## GIVEN REQUEST
Repeat each entry exactly and drop the pictures.

** Start DATA SHOWN **

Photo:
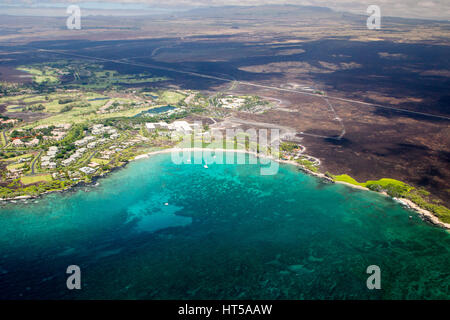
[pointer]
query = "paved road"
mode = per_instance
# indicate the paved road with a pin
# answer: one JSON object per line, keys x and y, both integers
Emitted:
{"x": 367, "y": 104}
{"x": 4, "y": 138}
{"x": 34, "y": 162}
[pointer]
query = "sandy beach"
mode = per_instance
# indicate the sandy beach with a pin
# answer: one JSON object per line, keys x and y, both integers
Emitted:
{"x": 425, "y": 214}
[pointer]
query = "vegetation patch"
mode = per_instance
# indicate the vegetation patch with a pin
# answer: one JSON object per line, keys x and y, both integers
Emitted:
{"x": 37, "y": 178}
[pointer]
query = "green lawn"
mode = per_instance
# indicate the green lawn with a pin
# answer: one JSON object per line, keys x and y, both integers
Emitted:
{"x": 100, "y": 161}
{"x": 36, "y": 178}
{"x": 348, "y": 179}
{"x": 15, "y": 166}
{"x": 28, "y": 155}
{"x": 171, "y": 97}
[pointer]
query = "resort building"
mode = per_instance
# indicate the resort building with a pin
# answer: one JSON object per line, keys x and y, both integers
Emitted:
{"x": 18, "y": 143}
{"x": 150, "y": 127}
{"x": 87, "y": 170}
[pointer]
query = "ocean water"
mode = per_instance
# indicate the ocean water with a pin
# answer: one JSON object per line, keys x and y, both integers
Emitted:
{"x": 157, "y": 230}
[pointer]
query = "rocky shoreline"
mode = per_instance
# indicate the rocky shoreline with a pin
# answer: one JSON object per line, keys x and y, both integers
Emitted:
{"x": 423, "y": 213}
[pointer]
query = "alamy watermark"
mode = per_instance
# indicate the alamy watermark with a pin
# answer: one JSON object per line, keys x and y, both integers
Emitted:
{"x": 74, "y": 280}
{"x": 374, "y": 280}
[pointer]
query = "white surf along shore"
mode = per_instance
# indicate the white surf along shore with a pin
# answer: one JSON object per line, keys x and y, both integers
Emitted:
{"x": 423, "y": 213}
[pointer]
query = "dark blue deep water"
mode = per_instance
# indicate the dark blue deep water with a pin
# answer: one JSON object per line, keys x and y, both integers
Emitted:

** End DATA SHOWN **

## WRITTEN REPLY
Photo:
[pointer]
query = "paved road"
mode = per_instance
# indicate the paved road with a pin
# answer: one JSON object per line, keys x and y, both integers
Emitted:
{"x": 367, "y": 104}
{"x": 4, "y": 138}
{"x": 34, "y": 162}
[pointer]
query = "sandy beach"
mode = per_instance
# indicate the sandy beach with a pin
# answer: one JSON object per line, keys x and y, both integers
Emitted:
{"x": 425, "y": 214}
[pointer]
query = "vegetation patch"
mode = per_instance
# indicate the vegetation patch with a pin
# answer: one JSON object per line, keys x and y, both integers
Emitted:
{"x": 37, "y": 178}
[pointer]
query = "green lawn"
mode = per_instance
# indicate the green lawn with a pin
# answer: one JSON object per line, keys x and y, both integers
Emitted:
{"x": 100, "y": 161}
{"x": 36, "y": 178}
{"x": 348, "y": 179}
{"x": 15, "y": 166}
{"x": 28, "y": 155}
{"x": 171, "y": 97}
[pointer]
query = "resort building"
mode = per_instance
# indicate the resort building with a pin
# answer: one JSON object per line, keys x and y, both integers
Emitted:
{"x": 18, "y": 143}
{"x": 150, "y": 127}
{"x": 87, "y": 170}
[pointer]
query = "ocean water"
mode = per_instance
# indicate the ocean water with a pin
# answer: one JSON object per line, keys x and y, both integers
Emitted:
{"x": 157, "y": 230}
[pointer]
query = "rocky shoreline"
mode = per_instance
# indicate the rocky shoreline with a pin
# answer: one JSON object per line, keys x and y, both integers
Emitted:
{"x": 423, "y": 213}
[pointer]
query = "alamy watermark"
mode = per_instance
# indicate the alamy watermark with a pin
# answer: one JSON object per line, keys x and y, both integers
Emitted:
{"x": 74, "y": 280}
{"x": 374, "y": 280}
[pointer]
query = "white surf along shore"
mode = per_instance
# indicate the white surf along shore with a pin
# answer: one JSON object per line, keys x and y, both integers
Emitted:
{"x": 423, "y": 213}
[pointer]
query = "dark blue deep water"
mode = per_instance
# indicate the dark blue deep water with a pin
# answer: one JSON object per line, keys x and y, both integers
Emitted:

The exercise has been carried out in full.